## EXERCISE MATERIALS
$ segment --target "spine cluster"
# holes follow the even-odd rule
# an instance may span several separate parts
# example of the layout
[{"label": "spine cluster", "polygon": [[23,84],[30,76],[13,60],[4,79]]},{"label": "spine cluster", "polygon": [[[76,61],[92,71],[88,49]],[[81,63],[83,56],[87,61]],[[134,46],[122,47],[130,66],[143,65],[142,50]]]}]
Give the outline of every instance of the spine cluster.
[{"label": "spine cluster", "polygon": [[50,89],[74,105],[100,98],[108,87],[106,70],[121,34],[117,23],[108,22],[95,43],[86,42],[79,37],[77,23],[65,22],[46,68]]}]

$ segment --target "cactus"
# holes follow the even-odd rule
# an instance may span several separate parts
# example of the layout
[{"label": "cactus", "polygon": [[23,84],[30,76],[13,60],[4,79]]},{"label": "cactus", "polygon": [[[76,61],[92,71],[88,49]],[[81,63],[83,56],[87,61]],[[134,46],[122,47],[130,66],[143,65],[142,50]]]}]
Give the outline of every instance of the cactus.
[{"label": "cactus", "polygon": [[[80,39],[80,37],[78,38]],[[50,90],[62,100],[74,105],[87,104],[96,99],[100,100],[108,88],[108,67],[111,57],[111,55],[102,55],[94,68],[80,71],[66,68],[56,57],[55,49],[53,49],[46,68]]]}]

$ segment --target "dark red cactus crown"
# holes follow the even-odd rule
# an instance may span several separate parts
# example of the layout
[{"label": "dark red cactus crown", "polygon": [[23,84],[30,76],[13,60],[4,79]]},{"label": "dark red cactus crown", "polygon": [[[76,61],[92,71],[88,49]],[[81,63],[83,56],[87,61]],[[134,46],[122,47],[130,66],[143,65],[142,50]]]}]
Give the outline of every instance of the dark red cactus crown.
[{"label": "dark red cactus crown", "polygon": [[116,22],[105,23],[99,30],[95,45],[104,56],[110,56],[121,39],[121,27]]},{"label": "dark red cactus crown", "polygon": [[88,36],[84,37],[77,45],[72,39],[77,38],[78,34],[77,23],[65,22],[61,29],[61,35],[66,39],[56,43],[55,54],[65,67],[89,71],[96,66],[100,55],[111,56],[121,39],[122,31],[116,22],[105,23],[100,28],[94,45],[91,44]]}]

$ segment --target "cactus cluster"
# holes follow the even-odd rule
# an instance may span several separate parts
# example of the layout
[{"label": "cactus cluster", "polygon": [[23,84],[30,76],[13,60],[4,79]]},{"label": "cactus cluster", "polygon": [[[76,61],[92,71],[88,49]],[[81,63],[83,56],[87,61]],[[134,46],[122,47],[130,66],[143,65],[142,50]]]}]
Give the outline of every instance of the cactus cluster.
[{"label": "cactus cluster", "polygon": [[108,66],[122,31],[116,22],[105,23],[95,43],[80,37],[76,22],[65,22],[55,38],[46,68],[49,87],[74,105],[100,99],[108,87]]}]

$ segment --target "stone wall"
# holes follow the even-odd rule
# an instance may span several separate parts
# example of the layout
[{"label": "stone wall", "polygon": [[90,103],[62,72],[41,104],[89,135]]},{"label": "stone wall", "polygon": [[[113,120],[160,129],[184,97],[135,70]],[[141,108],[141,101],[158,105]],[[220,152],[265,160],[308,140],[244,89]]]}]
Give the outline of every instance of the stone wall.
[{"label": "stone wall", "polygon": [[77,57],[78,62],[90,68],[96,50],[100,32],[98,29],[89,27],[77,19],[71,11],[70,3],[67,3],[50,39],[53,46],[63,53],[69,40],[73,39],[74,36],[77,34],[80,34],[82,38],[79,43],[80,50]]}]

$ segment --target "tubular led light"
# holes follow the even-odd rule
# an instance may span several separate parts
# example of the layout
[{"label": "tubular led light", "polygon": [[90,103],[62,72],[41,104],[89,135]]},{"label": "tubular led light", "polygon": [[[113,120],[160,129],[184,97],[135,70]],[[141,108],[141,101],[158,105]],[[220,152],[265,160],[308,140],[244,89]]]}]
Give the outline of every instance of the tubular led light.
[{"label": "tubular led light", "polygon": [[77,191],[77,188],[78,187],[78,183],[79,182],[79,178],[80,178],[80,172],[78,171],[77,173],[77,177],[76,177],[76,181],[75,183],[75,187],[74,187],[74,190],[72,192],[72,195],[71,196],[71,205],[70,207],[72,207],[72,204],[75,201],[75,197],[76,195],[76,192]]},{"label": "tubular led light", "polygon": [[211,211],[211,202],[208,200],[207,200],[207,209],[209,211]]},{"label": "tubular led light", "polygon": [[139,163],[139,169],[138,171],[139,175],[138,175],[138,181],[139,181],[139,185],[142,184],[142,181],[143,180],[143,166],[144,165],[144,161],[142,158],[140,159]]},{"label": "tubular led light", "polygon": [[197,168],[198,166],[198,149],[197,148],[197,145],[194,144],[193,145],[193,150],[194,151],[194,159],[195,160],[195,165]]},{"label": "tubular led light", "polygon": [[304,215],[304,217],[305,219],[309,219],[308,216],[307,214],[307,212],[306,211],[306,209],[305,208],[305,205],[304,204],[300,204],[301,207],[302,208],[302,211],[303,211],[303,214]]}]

## SHORT TASK
Repeat the material from above exactly, word for word.

## REPLY TO THE EXERCISE
$ segment --target "spine cluster"
# holes follow the even-odd rule
# an instance may span several separate parts
# example of the layout
[{"label": "spine cluster", "polygon": [[23,84],[30,76],[13,60],[4,79]]},{"label": "spine cluster", "polygon": [[[76,61],[92,71],[88,49]],[[81,63],[83,56],[87,61]],[[134,46],[122,47],[130,66],[143,65],[142,50]]]}]
Give the outline of every instance of the spine cluster.
[{"label": "spine cluster", "polygon": [[50,89],[74,105],[100,98],[108,87],[106,70],[121,34],[117,23],[108,22],[95,43],[86,42],[79,37],[77,23],[65,22],[46,68]]}]

$ segment --target "cactus"
# holes follow the even-odd rule
# an instance may span several separate parts
# example of the layout
[{"label": "cactus", "polygon": [[23,84],[30,76],[13,60],[4,79]]},{"label": "cactus", "polygon": [[[76,61],[92,71],[88,49]],[[81,63],[83,56],[87,61]],[[134,46],[122,47],[130,66],[143,65],[142,50]]]}]
Give the outline of every instance of the cactus.
[{"label": "cactus", "polygon": [[[80,39],[80,37],[78,38]],[[50,90],[62,100],[74,105],[87,104],[96,99],[100,100],[108,88],[108,67],[111,57],[111,55],[102,55],[94,68],[80,71],[66,68],[56,57],[55,49],[53,49],[46,68]]]}]

$ segment --target "dark red cactus crown"
# holes follow the even-odd rule
# an instance may span several separate parts
# example of the layout
[{"label": "dark red cactus crown", "polygon": [[23,84],[30,76],[13,60],[4,79]]},{"label": "dark red cactus crown", "polygon": [[[76,61],[92,71],[88,49]],[[81,63],[83,56],[87,61]],[[134,46],[122,47],[130,66],[143,65],[142,50]]]}]
Give the outline of every instance of the dark red cactus crown.
[{"label": "dark red cactus crown", "polygon": [[116,22],[105,23],[99,30],[95,45],[104,56],[110,56],[121,39],[121,27]]},{"label": "dark red cactus crown", "polygon": [[88,36],[84,37],[77,45],[72,39],[77,38],[78,34],[77,23],[65,22],[61,29],[61,35],[66,39],[56,43],[55,54],[65,67],[89,71],[96,66],[100,55],[111,56],[121,39],[122,31],[116,22],[105,23],[100,28],[94,45],[91,44]]}]

$ segment --target "cactus cluster"
# holes follow the even-odd rule
# an instance may span several separate parts
# example of the layout
[{"label": "cactus cluster", "polygon": [[23,84],[30,76],[13,60],[4,79]]},{"label": "cactus cluster", "polygon": [[[76,61],[92,71],[88,49]],[[81,63],[83,56],[87,61]],[[134,46],[122,47],[130,66],[143,65],[142,50]]]}]
Give the outline of every instance of the cactus cluster.
[{"label": "cactus cluster", "polygon": [[108,66],[122,31],[116,22],[105,23],[95,43],[80,37],[76,22],[65,22],[55,38],[46,68],[49,87],[74,105],[100,99],[108,87]]}]

$ segment --target "stone wall"
# holes follow the even-odd rule
# an instance may span several separate parts
# example of the layout
[{"label": "stone wall", "polygon": [[90,103],[62,72],[41,104],[89,135]]},{"label": "stone wall", "polygon": [[[113,120],[160,129],[184,97],[135,70]],[[141,108],[141,101],[158,105]],[[220,152],[265,160],[308,140],[244,89]]]}]
Give the outline of every instance of the stone wall.
[{"label": "stone wall", "polygon": [[77,57],[78,62],[90,68],[96,50],[100,32],[98,29],[89,27],[77,19],[71,11],[70,3],[67,3],[50,39],[53,46],[63,53],[69,40],[73,39],[74,36],[77,34],[80,34],[82,38],[79,43],[80,50]]}]

$ segment --target "tubular led light"
# holes follow the even-odd rule
# an instance may span several separate parts
# example of the layout
[{"label": "tubular led light", "polygon": [[90,103],[62,72],[41,104],[89,135]]},{"label": "tubular led light", "polygon": [[[113,120],[160,129],[184,97],[135,70]],[[141,108],[141,101],[158,105]],[[220,152],[265,160],[308,140],[244,89]]]}]
Give the outline of every instance of the tubular led light.
[{"label": "tubular led light", "polygon": [[77,191],[77,188],[78,187],[78,183],[79,182],[79,178],[80,178],[80,172],[78,171],[77,173],[77,177],[76,177],[76,181],[75,183],[75,187],[74,187],[74,190],[72,192],[72,195],[71,196],[71,205],[70,207],[72,207],[72,204],[75,201],[75,197],[76,195],[76,192]]},{"label": "tubular led light", "polygon": [[211,211],[211,202],[208,200],[207,200],[207,209],[209,211]]},{"label": "tubular led light", "polygon": [[139,163],[139,169],[138,171],[139,175],[138,175],[138,181],[139,181],[139,185],[142,184],[142,181],[143,180],[143,166],[144,165],[144,161],[142,158],[140,159]]},{"label": "tubular led light", "polygon": [[197,168],[198,166],[198,149],[197,148],[197,145],[194,144],[193,145],[193,150],[194,151],[194,159],[195,160],[195,165]]},{"label": "tubular led light", "polygon": [[304,215],[304,217],[305,219],[309,219],[308,216],[307,214],[307,212],[306,211],[306,209],[305,208],[305,205],[304,204],[300,204],[301,207],[302,208],[302,211],[303,211],[303,214]]}]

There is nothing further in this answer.